*DOCUMENT EXTRACT*
- Born: 30 June 1964 Rakai District, Uganda
- Died: 13 August 2024 (aged 60) Uganda
- Education: Makerere University
- Occupations: Author, journalist, presidential press secretary and media advisor
- Political party: National Resistance Movement
- Parent(s): Molly Namatovu and Yowana Mirundi
- Website: kab.news

= Tamale Mirundi =

Ugandan journalist (1964–2024)

Joseph Tamale Mirundi (30 June 1964 – 13 August 2024) was a Ugandan journalist, author and political analyst.

== Early life and education ==
Joseph Tamale Mirundi was born to Namatovu Molly and Yowana Mirundi from Matale-Kalagala Village, Kyotera District, as their ninth child.

He is said to have moved to Kampala in 1979 to pursue secondary education. He initiated his career in journalism at Munno newspaper during his third year of senior school. He held a bachelor's degree in Mass Communication from Makerere University.

He initiated two independent newspaper publications, The Voice and Lipoota, after graduating.

==Career==
Tamale appeared on prominent television stations like NBS and STV, and other media channels like radio and social media platforms for political shows, such as Sharp Talk with Tamale Mirundi on STV. In 2022, Tamale started an online newspaper, Kab News, where he published news and information. He previously appeared on NBS Television on the One on One show. In 2021, he joined STV Uganda on The Sharp Talk show and Embuga, which were aired twice a week. He was a former presidential press secretary and media advisor.

*INPUT DATA*

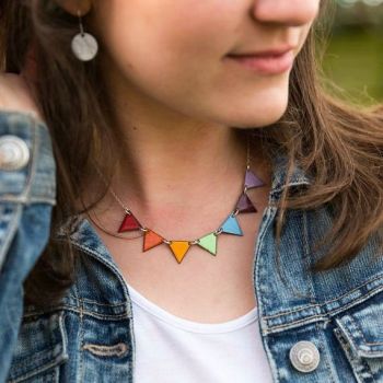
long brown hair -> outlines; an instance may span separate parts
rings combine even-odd
[[[327,1],[322,3],[322,15],[325,12]],[[288,209],[315,209],[329,204],[335,212],[326,236],[332,248],[313,271],[352,259],[371,235],[381,239],[383,222],[383,108],[356,111],[323,91],[317,68],[323,55],[317,46],[326,31],[323,20],[320,15],[297,57],[285,116],[274,126],[254,129],[264,137],[265,144],[286,150],[286,182],[297,163],[313,179],[299,195],[283,188],[278,201],[277,240]],[[28,66],[34,71],[33,90],[51,134],[58,169],[51,236],[25,282],[26,302],[34,304],[55,302],[74,281],[78,253],[69,241],[58,241],[54,234],[68,218],[79,213],[77,201],[86,188],[84,179],[92,174],[92,164],[100,162],[98,142],[109,148],[98,163],[108,179],[119,155],[113,150],[118,148],[119,134],[111,128],[113,114],[103,96],[106,92],[101,68],[97,60],[84,63],[73,57],[70,40],[76,33],[77,18],[53,0],[1,0],[1,70],[20,73]],[[32,47],[35,62],[27,62]],[[106,192],[107,187],[83,211]]]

*YOUR OBJECTIVE*
Transcribe the part of the Tamale Mirundi biography starting with "Joseph Tamale Mirundi (30" and going on through "from Makerere University.".

*RESPONSE TO THE EXERCISE*
Joseph Tamale Mirundi (30 June 1964 – 13 August 2024) was a Ugandan journalist, author and political analyst.

== Early life and education ==
Joseph Tamale Mirundi was born to Namatovu Molly and Yowana Mirundi from Matale-Kalagala Village, Kyotera District, as their ninth child.

He is said to have moved to Kampala in 1979 to pursue secondary education. He initiated his career in journalism at Munno newspaper during his third year of senior school. He held a bachelor's degree in Mass Communication from Makerere University.